• WHAT TO DO
What name does the paper summary give to the dual curriculum learning framework it introduces?

• SOURCE TEXT
Related papers: A Dual Curriculum Learning Framework for Multi-UAV Pursuit-Evasion in Diverse Environments

A Dual Curriculum Learning Framework for Multi-UAV Pursuit-Evasion in Diverse Environments

URL: http://arxiv.org/abs/2312.12255v2
Date: Tue, 30 Apr 2024 06:18:21 GMT
Title: A Dual Curriculum Learning Framework for Multi-UAV Pursuit-Evasion in Diverse Environments
Authors: Jiayu Chen, Guosheng Li, Chao Yu, Xinyi Yang, Botian Xu, Huazhong Yang, Yu Wang,
Abstract summary: This paper addresses multi-UAV pursuit-evasion, where a group of drones cooperate to capture a fast evader in a confined environment with obstacles. Existing algorithms, which simplify the pursuit-evasion problem, often lack expressive coordination strategies and struggle to capture the evader in extreme scenarios. We introduce a dual curriculum learning framework, named DualCL, which addresses multi-UAV pursuit-evasion in diverse environments and demonstrates zero-shot transfer ability to unseen scenarios.

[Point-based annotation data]
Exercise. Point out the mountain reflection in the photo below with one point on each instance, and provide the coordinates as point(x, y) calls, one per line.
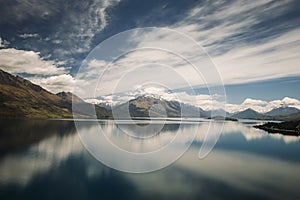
point(58, 166)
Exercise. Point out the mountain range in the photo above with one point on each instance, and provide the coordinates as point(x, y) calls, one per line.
point(19, 98)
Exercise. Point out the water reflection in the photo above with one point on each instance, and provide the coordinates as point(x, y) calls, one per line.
point(58, 166)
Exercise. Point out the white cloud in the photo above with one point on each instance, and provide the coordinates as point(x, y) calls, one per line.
point(263, 106)
point(30, 62)
point(56, 83)
point(28, 35)
point(3, 43)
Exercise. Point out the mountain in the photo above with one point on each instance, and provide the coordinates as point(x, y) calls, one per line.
point(248, 114)
point(286, 128)
point(147, 106)
point(19, 98)
point(282, 111)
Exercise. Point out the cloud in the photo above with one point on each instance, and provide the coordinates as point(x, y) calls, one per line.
point(3, 43)
point(56, 83)
point(45, 73)
point(30, 62)
point(241, 41)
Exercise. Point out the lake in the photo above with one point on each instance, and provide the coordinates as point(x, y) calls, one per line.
point(46, 159)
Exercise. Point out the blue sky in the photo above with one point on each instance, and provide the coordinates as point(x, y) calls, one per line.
point(254, 44)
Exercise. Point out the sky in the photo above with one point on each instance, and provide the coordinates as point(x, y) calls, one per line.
point(253, 45)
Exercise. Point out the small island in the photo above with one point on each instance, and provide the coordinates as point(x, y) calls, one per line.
point(285, 128)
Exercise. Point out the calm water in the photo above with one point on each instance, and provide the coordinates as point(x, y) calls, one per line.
point(44, 159)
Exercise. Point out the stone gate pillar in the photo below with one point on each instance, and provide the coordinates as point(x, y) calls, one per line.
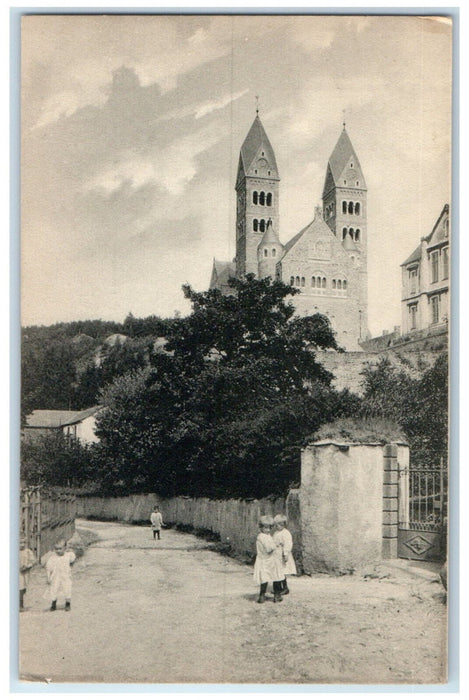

• ANSWER BELOW
DualCL